> **ASSIGNMENT**: Continue the essay below on Baseball-Reference.com's first-half and second-half batting splits, picking up right after its final sentence.

> **PAGE EXTRACT**:
Remember me

Beyond Monthlies

September 7, 2016

Once I figured out that Baseball-Reference.com’s monthly splits vary almost exclusively because of small sample sizes in accordance with weather-related highs and lows (on the individual batter-level), I wondered what purpose such splits serve. I suppose "idle curiosity" is a sufficient purpose. If you’d like to see how well your favorite batter hit during the month of your fifth birthday, for some reason, it’s right there, you could satisfy your curiosity easily through the magic of the interwebs. But as far as finding significance in anything such a search would yield, that’s less satisfying.

One of the things I’ve learned recently, after years of perusing Baseball-Reference.com (hereafter "bbref"), is that not all of their splits are useful, or even helpful. Some are even misleading, if you’re the kind of person who is willing to be misled, as I am, by numbers that appear to be meaningful.  I’m sure that the designers of bbref are professionals who know what they’re doing (which is usually a polite way of saying that I think they’re bozos who don’t know their asses from a hole in the ground) but I really can’t understand why on earth they would set up the "first half" and the "second half" of the season to coincide with the All-Star break rather than, you know, the first and second halves of the season. Is it easier to do it that way? That’s the only explanation I can come up with that makes any sense at all:  you just look up the date of the All-Star game, tote up the numbers up to that point and put them under "first half" and then put the remainder under "second half" rather than look up the date of the 81st and 82nd game for each of the 30 teams.  I don’t actually know how much easier that is, but that’s all I can come up with. Anyone? Why break the season up into one half that has maybe 87 games and another half that has 75?

I did waste a little time researching players who had better first halfs than second halfs, and vice-versa, until I realized that nearly everyone somehow played more games in the first "half" than he did in the second "half," and that was because there are, according to bbref, about twelve more games in the first half of the season than there are in the second half. I was all full of beans, for example, with the news that Mickey Mantle was a far superior hitter in the first half of his seasons, when he hit 308 of his 536 HRs. If you double that figure you get 616, but if you double his second half-figures, it’s "only" 456 HRs, which looked like a pretty significant difference, basically the difference between Jim Thome on the all-time HR list and Carl Yastrzemski.  It’s far less significant, of course, once you adjust for the greater number of games Mantle’s teams played in the first vs. the second "halves" of bbref’s seasons.

> **GIVEN ENTRIES**:
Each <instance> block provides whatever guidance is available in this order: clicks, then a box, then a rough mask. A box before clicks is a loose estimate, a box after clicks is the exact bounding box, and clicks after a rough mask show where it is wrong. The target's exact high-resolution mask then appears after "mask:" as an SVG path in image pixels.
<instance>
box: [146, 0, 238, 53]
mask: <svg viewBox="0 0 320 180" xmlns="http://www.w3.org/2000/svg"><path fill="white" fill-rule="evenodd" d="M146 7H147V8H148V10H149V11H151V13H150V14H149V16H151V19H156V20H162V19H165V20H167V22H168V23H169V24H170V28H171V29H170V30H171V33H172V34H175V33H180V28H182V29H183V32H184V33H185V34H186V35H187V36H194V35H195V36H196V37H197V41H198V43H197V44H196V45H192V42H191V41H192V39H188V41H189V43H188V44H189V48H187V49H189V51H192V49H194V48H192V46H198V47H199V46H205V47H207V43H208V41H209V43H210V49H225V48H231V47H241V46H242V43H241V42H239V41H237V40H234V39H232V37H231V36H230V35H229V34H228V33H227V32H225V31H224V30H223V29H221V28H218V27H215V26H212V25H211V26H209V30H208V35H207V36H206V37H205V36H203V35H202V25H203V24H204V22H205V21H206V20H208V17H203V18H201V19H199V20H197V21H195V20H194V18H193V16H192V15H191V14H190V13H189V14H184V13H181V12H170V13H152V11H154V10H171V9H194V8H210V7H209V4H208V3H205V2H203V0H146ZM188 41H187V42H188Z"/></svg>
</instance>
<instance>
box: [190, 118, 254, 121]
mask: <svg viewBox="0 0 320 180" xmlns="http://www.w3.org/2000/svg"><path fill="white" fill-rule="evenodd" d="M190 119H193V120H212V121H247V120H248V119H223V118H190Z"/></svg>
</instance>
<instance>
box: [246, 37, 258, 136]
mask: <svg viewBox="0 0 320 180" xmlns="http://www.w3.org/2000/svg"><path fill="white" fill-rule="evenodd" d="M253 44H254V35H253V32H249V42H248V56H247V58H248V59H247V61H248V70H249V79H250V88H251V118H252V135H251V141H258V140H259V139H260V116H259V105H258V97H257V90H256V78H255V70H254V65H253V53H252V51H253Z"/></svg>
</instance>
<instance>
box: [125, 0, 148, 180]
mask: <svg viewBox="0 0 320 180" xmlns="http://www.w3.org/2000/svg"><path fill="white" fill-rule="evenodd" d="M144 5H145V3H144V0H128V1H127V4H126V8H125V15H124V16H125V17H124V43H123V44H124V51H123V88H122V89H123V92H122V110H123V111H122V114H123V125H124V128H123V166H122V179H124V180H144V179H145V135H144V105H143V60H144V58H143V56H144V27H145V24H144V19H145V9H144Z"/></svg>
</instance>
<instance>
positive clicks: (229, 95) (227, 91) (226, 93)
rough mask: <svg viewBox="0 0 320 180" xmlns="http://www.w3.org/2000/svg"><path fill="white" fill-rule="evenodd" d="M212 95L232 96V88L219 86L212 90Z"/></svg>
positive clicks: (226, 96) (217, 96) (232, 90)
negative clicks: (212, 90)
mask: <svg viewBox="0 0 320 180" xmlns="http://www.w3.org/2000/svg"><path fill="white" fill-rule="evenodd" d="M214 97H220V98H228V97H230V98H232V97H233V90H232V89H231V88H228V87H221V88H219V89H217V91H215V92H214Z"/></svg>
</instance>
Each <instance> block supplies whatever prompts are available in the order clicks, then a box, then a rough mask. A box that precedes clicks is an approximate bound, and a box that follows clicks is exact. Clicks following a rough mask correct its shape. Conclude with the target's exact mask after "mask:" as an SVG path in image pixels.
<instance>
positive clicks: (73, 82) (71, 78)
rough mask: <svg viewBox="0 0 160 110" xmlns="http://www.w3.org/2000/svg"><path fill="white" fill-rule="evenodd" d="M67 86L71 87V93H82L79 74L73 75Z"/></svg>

...

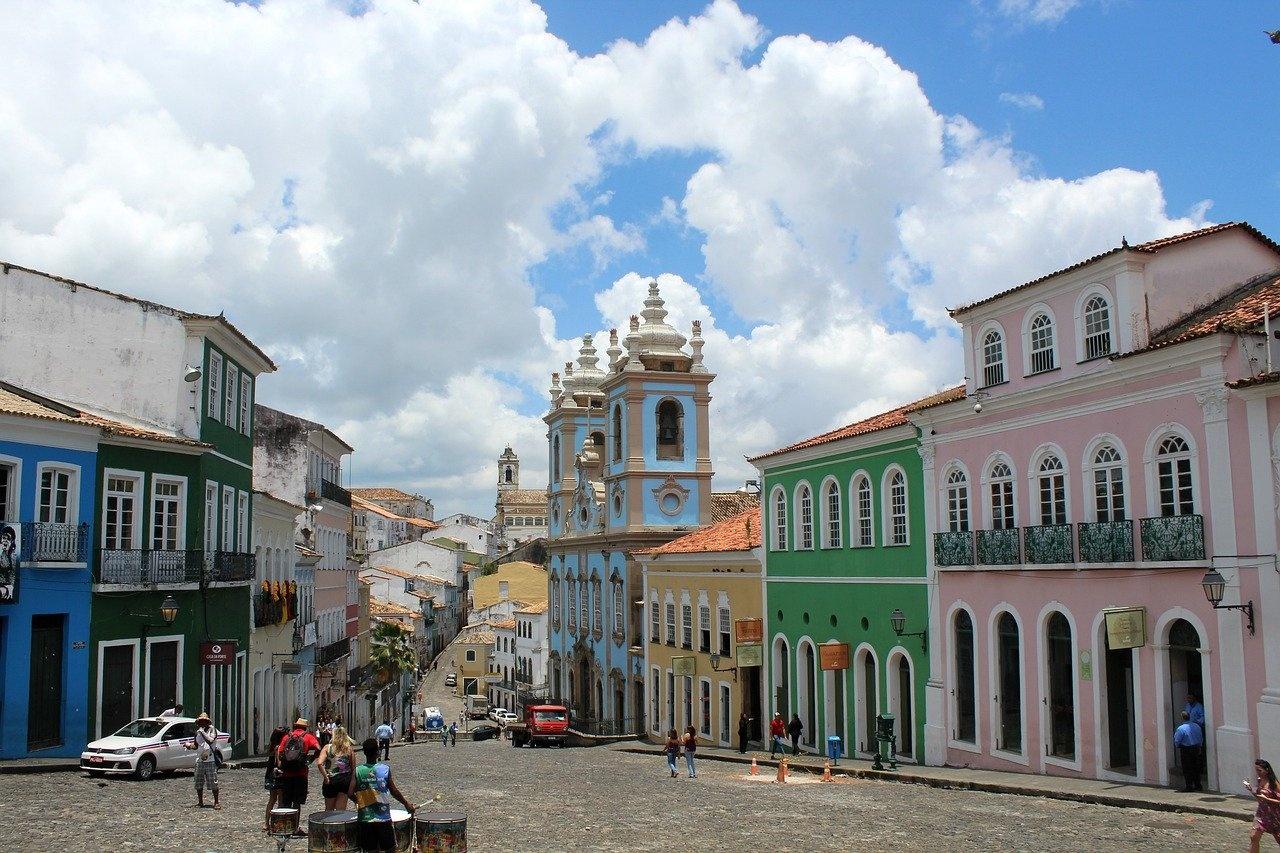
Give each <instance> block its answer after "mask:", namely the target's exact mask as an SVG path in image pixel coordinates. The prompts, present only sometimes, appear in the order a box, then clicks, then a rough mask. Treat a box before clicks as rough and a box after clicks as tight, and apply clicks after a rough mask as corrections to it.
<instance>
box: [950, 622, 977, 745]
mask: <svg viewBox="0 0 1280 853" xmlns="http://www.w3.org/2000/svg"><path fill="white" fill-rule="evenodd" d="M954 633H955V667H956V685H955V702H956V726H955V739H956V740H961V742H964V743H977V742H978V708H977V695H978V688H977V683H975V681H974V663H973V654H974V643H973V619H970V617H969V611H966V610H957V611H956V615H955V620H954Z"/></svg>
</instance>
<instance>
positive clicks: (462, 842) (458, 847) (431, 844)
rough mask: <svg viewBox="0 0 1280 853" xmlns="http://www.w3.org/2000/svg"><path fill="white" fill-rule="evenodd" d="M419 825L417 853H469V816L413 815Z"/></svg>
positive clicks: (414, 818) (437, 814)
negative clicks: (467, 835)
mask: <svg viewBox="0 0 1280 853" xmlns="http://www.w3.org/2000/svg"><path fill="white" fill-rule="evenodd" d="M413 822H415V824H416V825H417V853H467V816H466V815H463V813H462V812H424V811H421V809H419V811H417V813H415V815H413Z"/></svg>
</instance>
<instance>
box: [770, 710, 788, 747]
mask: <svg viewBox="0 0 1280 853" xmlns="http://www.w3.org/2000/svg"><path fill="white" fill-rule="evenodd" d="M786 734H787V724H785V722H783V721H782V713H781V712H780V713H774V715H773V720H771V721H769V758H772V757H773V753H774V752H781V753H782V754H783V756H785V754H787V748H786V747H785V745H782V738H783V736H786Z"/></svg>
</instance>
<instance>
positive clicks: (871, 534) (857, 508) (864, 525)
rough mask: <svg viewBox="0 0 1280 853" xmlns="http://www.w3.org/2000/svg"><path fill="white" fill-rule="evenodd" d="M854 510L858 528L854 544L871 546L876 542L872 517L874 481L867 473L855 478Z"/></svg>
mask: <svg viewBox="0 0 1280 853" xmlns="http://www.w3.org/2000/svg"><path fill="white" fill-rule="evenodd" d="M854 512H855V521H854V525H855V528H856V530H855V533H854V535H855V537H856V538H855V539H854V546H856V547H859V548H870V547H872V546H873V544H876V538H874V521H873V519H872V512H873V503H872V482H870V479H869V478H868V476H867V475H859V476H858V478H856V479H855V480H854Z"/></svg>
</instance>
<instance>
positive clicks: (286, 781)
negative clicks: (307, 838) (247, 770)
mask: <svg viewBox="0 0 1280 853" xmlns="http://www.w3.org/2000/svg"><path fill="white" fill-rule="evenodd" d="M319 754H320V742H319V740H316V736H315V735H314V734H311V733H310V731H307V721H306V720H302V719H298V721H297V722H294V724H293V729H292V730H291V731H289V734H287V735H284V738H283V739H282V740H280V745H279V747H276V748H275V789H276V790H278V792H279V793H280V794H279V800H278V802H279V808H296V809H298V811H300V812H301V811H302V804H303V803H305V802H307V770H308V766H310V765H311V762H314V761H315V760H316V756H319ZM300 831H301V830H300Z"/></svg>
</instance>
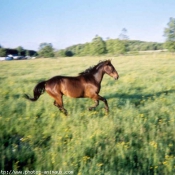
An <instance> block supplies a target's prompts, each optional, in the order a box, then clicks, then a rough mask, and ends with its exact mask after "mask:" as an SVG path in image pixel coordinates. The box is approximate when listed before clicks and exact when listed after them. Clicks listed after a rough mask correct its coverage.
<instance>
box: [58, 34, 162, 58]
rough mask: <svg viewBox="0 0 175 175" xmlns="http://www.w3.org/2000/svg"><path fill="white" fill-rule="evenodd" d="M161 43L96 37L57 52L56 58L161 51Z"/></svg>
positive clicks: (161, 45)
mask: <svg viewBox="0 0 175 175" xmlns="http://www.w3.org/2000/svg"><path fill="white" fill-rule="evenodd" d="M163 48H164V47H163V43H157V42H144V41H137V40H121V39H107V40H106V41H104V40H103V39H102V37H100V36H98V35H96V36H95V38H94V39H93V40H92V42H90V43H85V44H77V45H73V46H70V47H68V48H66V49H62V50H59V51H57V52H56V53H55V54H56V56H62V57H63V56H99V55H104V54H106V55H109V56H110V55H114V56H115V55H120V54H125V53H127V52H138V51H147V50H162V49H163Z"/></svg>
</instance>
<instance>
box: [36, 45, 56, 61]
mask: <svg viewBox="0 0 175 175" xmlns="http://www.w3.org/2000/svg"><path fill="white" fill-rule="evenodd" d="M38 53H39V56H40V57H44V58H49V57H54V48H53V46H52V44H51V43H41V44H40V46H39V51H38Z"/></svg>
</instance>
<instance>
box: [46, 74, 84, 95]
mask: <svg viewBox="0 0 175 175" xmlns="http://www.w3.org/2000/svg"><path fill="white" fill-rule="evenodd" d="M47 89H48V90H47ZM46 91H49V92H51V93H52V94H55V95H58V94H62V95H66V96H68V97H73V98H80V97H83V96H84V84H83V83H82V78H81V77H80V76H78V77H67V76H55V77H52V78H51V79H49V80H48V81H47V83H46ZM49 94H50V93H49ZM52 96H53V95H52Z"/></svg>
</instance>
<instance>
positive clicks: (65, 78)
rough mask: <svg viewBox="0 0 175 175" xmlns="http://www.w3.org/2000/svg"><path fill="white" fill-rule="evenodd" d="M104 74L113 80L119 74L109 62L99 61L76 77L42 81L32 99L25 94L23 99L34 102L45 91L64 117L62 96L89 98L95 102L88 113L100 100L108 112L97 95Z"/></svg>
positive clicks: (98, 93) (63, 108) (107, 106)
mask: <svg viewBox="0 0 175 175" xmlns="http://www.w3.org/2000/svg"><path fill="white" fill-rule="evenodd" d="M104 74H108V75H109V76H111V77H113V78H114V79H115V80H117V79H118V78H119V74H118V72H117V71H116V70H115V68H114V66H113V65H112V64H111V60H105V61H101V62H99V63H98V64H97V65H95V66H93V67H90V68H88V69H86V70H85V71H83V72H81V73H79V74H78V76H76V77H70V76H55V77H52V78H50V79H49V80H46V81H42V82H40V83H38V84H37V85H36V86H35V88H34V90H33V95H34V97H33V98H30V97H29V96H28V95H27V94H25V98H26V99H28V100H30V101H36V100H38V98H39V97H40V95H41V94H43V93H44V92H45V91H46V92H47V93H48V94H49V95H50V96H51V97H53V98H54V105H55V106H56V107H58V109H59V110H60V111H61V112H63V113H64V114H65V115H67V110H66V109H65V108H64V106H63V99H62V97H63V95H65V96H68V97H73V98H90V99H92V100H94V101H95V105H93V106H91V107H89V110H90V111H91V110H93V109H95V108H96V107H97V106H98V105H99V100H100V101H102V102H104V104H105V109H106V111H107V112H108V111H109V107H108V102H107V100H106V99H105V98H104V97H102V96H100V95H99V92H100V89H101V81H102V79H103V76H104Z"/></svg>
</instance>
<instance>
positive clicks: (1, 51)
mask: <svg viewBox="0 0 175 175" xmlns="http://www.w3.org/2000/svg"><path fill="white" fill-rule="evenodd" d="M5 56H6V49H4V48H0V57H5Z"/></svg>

==

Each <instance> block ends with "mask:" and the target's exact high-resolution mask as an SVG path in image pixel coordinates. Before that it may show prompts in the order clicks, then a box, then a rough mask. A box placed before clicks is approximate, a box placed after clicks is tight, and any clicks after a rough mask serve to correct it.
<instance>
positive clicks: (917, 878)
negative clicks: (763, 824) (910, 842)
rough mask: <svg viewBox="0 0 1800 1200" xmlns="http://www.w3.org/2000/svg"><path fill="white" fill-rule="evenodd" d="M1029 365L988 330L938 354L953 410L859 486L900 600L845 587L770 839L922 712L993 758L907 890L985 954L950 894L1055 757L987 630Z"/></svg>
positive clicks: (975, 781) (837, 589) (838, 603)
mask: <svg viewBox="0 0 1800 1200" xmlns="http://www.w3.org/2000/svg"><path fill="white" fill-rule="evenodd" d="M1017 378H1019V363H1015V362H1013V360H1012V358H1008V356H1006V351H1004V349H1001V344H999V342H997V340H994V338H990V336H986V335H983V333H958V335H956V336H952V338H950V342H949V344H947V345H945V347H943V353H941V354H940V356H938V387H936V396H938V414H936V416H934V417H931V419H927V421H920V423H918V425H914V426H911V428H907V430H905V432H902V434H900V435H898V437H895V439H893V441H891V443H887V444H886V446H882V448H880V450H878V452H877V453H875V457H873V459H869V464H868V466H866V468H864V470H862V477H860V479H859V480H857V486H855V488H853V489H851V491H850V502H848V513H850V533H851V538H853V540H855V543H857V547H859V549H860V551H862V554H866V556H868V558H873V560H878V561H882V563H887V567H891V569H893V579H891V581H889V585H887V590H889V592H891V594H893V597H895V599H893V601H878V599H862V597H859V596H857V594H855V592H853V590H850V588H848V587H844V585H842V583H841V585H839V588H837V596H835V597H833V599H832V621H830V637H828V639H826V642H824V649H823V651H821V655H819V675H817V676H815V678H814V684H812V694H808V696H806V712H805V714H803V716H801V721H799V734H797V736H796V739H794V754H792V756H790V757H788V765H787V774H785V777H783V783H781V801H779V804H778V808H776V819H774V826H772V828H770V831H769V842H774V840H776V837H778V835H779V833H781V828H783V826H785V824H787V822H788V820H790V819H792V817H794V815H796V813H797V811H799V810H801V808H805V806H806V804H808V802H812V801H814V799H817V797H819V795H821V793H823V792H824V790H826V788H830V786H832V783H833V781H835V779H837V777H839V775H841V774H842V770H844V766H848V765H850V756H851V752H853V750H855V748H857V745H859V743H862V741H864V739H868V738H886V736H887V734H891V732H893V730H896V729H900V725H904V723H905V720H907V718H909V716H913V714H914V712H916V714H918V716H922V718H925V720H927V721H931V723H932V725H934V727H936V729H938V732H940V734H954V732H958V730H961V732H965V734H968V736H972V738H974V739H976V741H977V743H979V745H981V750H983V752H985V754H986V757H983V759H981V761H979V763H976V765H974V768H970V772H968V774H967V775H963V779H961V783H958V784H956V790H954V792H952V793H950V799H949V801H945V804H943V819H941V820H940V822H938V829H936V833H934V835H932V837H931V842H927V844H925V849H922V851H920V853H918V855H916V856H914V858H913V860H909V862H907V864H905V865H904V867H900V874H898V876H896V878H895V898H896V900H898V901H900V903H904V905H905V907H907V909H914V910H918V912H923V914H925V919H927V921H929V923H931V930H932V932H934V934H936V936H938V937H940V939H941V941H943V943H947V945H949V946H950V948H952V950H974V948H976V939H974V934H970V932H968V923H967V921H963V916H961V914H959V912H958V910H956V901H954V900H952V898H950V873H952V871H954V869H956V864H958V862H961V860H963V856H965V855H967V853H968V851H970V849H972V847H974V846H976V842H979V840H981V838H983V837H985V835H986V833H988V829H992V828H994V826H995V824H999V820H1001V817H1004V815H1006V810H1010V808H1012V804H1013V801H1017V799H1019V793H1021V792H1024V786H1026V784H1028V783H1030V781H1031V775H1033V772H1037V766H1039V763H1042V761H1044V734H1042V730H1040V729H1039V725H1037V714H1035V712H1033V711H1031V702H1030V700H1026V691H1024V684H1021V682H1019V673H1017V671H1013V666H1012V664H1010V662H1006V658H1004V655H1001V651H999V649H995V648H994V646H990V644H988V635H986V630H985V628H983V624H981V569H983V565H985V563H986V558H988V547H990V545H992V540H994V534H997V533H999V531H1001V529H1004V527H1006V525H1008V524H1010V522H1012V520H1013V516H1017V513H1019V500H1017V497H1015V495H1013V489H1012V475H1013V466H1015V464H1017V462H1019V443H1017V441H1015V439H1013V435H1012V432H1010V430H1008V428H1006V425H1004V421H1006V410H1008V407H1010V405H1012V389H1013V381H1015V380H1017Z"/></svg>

> **ANSWER BOX**:
Now, as it happens, Mantle was still a better hitter in the first half of his seasons, just not as significantly better as bbref’s skewed split would have you think. (Adjusted for a more even split of his seasons into true first and second halves, he probably hit around 280 HRs in the first half and around 255 in the second half, a 25-HR difference as opposed to the 80-HR difference that bbref’s splits imply.) We can see the real difference in his OPS, which dropped from 1.010 to .941, as bbref has it, probably too big a drop to be accounted for by the assumption (a big one) that Mantle’s greatest days took place uniformly just before the All-Star break. (He would need to have had a 2.000 OPS, approximately, on those days to account for that difference.) Maybe the best shorthand way of conveying the true dropoff would be in the number of GIDPs Mantle had in bbref’s first and second halves: he grounded into 21 more DPs in the shorter second "half" than he did in the first half, which would of course be even larger if we adjust the "halves" into true halves.  His strikeouts, which appear to go up in bbref’s first half (881/838), probably go down a tad if we adjust for the difference in calculating the true mid-point of the year.

So bbref’s split of the season into "halves" is misleading at best, useless at worst. Are there any other major issues with their other categories?

I’ve already used Sandy Koufax as an example of what’s misleading about bbref’s monthly splits, and shown how pitchers’ monthly stats, and particularly Koufax of all the pitchers in the Hall of Fame, can be particularly misleading because of the smaller sample sizes in starting pitchers’ games as contrasted with those of everyday players. I’ve speculated that a minimal normal range of monthly performances for everyday players is usually within .050 to .100 OPS points. ("Minimal normal" means that that’s the least amount of monthly fluctuation you can expect when nothing else is going on, like injuries, exhaustion, etc. The numbers will just bounce around that much if nothing else is going on, and bounce around more if there are other factors to consider.)  I’ve also given a hypothetical example of a great Hall of Fame everyday player who over a 22-year career was above that normal .100 OPS range in the month of July, which also describes an actual Hall of Famer by the name of Willie Mays.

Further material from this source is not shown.